What to produce. Return exactly and only these lines: the first of the listing through the one containing "point(416, 220)".

Exercise material.
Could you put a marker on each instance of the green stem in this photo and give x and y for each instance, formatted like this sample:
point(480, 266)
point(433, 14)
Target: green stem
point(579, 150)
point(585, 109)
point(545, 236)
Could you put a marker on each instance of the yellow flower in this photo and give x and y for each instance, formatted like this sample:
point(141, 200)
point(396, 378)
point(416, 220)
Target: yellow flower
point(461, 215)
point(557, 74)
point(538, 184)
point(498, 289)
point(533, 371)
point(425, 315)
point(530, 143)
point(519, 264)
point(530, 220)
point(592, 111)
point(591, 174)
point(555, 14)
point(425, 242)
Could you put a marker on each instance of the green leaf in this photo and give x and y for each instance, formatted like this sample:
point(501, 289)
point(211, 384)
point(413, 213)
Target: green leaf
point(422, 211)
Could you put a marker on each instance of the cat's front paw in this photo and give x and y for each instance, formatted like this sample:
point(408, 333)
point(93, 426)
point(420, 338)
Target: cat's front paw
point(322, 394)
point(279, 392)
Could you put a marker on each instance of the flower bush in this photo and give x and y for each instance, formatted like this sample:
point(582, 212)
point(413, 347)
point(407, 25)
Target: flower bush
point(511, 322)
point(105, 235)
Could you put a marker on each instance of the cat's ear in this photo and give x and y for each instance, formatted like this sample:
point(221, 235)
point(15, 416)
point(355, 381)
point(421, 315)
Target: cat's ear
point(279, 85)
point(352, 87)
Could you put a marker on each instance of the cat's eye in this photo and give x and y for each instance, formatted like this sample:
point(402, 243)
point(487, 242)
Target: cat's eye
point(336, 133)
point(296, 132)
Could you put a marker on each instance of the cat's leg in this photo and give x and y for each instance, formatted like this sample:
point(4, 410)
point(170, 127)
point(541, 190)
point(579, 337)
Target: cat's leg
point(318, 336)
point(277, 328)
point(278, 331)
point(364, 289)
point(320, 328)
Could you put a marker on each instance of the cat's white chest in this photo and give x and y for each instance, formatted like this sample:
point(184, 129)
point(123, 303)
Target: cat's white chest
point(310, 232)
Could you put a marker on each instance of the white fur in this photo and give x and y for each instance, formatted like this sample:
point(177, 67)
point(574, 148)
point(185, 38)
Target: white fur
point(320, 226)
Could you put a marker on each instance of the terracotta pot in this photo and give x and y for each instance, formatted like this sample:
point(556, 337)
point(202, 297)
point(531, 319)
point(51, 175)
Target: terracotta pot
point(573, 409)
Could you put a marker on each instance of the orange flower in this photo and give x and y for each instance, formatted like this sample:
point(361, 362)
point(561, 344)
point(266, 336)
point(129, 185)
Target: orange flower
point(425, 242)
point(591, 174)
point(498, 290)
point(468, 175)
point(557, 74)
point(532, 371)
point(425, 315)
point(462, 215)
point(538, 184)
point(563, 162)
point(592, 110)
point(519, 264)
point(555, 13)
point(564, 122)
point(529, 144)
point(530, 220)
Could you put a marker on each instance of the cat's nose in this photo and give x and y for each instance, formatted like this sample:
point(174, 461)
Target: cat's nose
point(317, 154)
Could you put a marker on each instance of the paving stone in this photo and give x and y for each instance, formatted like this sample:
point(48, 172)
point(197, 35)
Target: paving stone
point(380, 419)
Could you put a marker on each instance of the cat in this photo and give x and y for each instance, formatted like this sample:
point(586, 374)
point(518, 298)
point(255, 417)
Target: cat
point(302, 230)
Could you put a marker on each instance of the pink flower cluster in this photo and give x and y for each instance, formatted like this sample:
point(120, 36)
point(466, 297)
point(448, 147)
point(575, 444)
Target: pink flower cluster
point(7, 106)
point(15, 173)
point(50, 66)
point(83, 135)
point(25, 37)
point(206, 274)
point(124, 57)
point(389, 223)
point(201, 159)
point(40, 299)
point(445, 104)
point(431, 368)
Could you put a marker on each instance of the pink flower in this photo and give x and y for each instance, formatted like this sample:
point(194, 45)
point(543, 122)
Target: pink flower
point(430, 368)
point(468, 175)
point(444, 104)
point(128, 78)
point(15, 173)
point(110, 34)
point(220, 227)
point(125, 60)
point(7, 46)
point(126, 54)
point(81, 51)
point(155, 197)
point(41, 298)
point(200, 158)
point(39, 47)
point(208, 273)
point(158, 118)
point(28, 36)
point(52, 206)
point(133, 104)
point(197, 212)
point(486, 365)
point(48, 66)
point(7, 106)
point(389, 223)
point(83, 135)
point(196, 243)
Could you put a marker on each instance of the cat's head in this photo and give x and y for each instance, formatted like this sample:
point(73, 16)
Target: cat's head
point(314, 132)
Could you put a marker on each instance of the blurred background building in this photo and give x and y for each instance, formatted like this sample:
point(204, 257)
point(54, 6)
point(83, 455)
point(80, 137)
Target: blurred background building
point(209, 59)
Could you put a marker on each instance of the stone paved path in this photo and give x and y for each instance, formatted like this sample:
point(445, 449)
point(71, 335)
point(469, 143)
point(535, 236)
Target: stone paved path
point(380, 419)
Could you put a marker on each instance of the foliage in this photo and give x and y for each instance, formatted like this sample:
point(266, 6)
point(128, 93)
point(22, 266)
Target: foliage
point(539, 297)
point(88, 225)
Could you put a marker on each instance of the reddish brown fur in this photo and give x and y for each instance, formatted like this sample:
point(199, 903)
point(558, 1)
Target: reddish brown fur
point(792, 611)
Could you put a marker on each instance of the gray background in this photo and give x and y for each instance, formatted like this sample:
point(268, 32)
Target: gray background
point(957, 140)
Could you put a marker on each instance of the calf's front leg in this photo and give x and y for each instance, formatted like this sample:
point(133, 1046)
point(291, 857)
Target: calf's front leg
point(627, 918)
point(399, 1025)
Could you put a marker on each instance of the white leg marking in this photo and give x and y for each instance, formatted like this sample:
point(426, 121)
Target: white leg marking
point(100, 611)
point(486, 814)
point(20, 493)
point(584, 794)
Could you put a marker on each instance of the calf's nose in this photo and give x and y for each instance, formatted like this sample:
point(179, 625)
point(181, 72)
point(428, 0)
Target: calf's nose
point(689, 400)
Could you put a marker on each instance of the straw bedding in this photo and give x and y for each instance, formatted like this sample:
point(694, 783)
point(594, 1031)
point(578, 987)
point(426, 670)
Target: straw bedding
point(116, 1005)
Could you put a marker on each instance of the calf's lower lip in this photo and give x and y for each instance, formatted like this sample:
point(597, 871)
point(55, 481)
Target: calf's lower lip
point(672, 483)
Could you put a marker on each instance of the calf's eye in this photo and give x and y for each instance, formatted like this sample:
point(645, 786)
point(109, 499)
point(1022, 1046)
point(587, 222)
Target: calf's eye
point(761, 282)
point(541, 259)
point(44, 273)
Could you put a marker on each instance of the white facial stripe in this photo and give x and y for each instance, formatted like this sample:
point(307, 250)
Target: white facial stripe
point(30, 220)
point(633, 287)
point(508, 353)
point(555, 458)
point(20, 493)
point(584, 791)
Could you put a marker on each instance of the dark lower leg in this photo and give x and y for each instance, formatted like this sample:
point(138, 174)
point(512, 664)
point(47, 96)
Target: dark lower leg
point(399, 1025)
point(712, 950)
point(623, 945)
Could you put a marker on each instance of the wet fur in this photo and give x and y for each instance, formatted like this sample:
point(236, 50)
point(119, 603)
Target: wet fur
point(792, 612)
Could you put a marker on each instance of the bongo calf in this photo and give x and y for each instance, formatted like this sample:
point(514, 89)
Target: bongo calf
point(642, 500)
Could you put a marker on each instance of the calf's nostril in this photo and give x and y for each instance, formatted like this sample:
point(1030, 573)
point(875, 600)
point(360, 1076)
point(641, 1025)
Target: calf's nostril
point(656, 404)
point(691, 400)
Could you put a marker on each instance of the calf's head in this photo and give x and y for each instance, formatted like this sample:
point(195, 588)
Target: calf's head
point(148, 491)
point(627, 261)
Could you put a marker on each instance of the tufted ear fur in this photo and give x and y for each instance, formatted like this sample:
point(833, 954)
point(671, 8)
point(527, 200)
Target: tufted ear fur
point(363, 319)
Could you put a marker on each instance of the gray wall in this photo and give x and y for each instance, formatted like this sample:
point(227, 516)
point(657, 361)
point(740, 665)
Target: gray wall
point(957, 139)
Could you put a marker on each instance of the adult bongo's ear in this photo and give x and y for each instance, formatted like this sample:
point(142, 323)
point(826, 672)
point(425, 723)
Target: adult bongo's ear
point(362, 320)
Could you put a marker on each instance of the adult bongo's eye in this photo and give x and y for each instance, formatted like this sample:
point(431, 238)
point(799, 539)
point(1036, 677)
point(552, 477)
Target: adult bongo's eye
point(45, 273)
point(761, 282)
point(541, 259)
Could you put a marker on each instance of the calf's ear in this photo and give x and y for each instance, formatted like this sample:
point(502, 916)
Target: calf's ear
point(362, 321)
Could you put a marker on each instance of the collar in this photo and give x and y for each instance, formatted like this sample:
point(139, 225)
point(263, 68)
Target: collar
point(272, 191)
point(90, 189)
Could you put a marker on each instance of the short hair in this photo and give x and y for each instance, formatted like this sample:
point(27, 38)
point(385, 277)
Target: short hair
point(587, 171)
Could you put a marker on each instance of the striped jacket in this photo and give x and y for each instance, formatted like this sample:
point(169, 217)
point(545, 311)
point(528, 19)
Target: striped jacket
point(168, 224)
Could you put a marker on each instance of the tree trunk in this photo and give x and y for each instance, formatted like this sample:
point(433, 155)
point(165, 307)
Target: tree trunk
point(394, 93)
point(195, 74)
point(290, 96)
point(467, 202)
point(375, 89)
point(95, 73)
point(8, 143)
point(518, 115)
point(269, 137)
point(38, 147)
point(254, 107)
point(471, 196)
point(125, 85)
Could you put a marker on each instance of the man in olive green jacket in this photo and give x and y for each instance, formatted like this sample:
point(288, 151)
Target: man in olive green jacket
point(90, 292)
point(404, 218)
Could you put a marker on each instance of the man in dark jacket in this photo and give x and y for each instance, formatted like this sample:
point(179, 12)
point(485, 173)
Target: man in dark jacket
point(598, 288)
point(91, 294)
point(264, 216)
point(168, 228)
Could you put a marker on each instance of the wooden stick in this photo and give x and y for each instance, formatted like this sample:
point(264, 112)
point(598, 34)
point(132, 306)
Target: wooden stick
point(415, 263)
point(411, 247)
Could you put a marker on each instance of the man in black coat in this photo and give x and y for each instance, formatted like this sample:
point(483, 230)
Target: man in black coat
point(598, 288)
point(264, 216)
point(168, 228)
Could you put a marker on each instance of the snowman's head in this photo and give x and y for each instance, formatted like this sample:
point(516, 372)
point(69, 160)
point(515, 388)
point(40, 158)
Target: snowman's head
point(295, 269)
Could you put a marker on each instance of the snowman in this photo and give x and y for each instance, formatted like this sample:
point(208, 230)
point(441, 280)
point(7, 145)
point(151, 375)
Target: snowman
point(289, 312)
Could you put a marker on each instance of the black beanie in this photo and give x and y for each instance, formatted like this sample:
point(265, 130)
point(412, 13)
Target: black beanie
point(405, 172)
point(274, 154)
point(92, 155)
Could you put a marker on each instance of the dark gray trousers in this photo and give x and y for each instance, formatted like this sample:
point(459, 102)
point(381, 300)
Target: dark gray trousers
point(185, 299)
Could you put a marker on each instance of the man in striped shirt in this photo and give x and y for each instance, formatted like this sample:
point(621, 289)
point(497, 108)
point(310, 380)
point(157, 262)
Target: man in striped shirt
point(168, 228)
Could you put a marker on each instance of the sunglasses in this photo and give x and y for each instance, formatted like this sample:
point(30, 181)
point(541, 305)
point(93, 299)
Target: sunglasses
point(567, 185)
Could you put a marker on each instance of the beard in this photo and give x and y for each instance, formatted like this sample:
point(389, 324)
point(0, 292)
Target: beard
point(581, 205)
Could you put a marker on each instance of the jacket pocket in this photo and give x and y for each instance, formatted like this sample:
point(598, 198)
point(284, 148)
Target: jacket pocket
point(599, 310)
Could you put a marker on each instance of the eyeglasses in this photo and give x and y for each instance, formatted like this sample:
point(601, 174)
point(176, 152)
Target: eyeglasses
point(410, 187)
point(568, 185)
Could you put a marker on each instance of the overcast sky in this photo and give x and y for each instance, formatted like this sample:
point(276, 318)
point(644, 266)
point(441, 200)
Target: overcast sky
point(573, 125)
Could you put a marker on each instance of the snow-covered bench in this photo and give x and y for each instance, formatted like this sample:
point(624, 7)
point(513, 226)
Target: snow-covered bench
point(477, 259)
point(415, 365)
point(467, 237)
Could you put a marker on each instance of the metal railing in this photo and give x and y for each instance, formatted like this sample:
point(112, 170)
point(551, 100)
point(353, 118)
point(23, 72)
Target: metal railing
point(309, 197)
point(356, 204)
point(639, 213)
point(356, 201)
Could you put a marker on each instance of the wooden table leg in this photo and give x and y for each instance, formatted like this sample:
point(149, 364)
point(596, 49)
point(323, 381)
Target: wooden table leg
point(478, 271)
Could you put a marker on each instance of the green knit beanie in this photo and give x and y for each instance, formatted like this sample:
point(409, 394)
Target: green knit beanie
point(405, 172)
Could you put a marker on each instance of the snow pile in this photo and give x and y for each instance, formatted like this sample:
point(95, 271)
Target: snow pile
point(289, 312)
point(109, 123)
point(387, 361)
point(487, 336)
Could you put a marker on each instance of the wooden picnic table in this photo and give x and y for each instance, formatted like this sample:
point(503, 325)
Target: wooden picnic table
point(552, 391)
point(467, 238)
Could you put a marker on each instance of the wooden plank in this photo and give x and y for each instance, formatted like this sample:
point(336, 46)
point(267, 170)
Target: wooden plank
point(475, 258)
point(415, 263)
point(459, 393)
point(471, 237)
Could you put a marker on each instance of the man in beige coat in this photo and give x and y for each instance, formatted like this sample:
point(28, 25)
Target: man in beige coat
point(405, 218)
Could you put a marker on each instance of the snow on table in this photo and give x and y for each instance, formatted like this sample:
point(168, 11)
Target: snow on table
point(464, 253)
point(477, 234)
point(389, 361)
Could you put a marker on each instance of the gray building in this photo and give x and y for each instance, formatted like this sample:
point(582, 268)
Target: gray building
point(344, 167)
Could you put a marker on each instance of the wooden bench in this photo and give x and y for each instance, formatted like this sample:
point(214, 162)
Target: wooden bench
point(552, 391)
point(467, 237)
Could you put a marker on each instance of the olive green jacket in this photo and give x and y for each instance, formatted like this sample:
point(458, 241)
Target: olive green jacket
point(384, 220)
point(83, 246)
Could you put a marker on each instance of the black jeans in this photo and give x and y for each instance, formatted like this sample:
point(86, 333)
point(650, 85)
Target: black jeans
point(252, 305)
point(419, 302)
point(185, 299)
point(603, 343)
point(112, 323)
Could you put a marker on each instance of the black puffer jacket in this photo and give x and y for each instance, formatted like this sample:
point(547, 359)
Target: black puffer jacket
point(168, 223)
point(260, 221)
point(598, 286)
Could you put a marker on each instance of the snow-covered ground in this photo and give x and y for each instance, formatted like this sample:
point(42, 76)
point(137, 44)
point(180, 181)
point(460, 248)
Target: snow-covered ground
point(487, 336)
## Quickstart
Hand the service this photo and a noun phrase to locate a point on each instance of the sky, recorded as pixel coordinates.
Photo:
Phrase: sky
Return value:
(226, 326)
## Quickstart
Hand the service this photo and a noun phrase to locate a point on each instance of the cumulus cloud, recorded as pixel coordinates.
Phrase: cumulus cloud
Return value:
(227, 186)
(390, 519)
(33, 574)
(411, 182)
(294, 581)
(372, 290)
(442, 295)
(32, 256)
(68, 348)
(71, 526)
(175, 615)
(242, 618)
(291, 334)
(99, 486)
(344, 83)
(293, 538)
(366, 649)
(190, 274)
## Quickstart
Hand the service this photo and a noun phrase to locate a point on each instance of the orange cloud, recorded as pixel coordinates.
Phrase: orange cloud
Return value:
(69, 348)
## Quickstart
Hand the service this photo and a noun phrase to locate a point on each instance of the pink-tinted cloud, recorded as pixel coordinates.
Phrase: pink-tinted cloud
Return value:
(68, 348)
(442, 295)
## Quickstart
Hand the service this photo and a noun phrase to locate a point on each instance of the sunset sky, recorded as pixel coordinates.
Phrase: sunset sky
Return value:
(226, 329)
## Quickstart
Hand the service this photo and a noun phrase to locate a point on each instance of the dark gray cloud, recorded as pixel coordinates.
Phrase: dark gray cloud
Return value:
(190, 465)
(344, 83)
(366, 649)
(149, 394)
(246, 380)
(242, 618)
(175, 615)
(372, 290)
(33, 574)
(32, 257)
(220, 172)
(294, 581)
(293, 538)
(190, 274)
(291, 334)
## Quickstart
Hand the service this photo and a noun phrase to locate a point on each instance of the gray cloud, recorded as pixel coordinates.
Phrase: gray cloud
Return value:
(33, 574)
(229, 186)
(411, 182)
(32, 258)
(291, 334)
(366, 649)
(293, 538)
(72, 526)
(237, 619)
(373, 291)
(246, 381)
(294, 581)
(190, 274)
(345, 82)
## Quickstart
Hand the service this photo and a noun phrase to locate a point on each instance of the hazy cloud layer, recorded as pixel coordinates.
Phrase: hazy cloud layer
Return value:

Task solution.
Could you put a marker on each instance of the green stem in this photo and give x and y for each instance, formatted like this sample:
point(480, 266)
point(433, 14)
Target: green stem
point(579, 150)
point(585, 109)
point(545, 236)
Could you put a marker on each instance of the yellow flower in this photo and give x and y for each instance, formatted like this sample:
point(141, 200)
point(396, 378)
point(416, 220)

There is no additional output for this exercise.